* **REQUIREMENT**: Please extract each line of the listing below that contains the string "format".

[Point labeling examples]
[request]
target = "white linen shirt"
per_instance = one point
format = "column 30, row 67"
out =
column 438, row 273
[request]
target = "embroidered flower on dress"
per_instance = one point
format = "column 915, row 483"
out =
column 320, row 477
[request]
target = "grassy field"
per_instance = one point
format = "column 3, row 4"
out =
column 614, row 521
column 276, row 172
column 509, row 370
--
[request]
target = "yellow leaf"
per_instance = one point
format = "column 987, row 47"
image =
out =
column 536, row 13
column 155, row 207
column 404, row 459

* **TASK RESPONSE**:
format = "column 30, row 67"
format = "column 915, row 483"
format = "column 3, row 4"
format = "column 987, row 47"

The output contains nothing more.